▸ GIVEN PROBLEM: Reproduce all the lines below exactly and omit the images.

▸ INFORMATION SHOWN:
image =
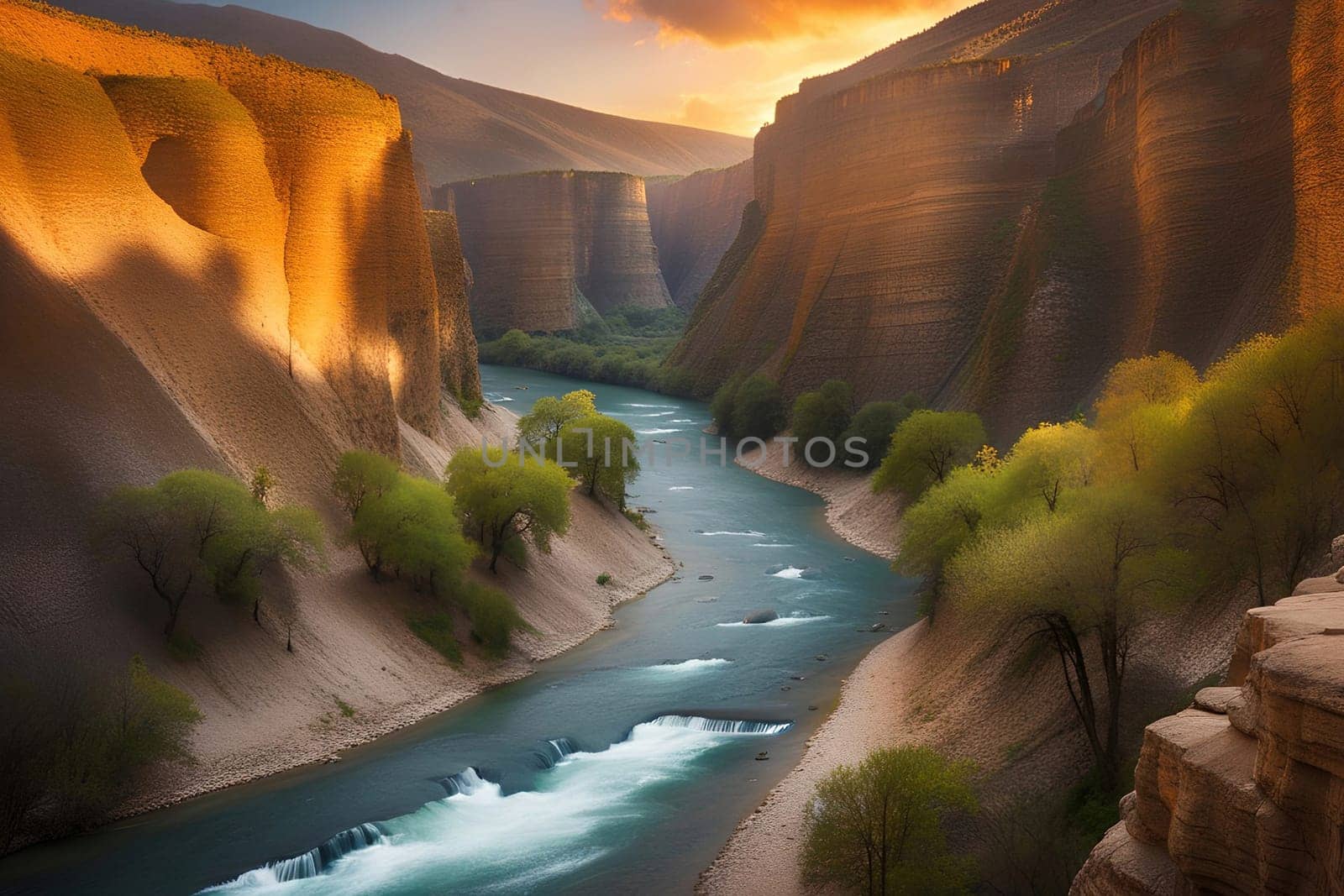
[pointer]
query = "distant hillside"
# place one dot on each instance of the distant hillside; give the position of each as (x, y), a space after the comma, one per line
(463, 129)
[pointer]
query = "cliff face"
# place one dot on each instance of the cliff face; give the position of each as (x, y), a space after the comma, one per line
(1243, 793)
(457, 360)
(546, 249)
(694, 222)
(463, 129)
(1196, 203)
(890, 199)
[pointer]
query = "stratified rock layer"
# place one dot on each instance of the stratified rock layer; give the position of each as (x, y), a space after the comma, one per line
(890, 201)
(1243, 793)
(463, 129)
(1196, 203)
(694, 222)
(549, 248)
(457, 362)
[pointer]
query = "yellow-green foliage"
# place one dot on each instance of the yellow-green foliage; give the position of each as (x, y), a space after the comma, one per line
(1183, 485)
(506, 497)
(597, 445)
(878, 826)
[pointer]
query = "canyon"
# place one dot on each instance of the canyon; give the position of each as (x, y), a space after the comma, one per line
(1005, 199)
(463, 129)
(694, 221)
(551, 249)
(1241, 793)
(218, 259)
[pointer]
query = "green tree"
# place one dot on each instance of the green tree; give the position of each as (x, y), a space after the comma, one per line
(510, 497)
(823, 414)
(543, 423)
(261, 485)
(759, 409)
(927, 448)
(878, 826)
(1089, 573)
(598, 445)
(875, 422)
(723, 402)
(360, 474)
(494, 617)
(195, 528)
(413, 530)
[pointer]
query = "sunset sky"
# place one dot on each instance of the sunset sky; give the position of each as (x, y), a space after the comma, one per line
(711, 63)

▸ SOLVED EXERCISE:
image =
[pointer]
query = "distant hillside"
# place one dot on each instance of the distant hillside; give the position of each as (x, y), a space after the comma, one per line
(463, 129)
[pointer]
query = "cliff face"
# place one dot on each instance of the cliff face; give the position of each as (x, y), a space after the comma, one per line
(1243, 793)
(457, 360)
(546, 249)
(694, 222)
(463, 129)
(1196, 203)
(890, 199)
[pointer]
query = "stratified rock layer"
# place one dot on each instance of the stratified rock layer; give the position of each as (x, y), a space after the comma, one per line
(890, 201)
(1243, 793)
(463, 129)
(1196, 203)
(694, 222)
(549, 248)
(457, 362)
[pointer]
query = "yellow-green foliage"
# place one dot on each instance of the yellow-green foliage; give the position of each as (x, y), a space after the comma, one per line
(1183, 485)
(506, 497)
(597, 445)
(878, 826)
[pointer]
query = "canyon"
# place one dot on each instance of the canyon; give the position of each as (x, y), a space after the comma, one per line
(1005, 199)
(463, 129)
(694, 221)
(551, 249)
(1241, 793)
(218, 259)
[pointer]
query = "green tree"
# place one dot on each instance of the green tree; give the position of each as (x, y), a space after the comma, one per line
(510, 497)
(823, 414)
(543, 423)
(261, 485)
(759, 409)
(927, 448)
(878, 826)
(1089, 573)
(598, 445)
(875, 422)
(723, 402)
(360, 474)
(494, 617)
(195, 528)
(413, 530)
[pointer]
query = "sunset sky"
# place one dot on each instance of the sunset sky; give the position of each as (x, y), a space after the comma, one per line
(711, 63)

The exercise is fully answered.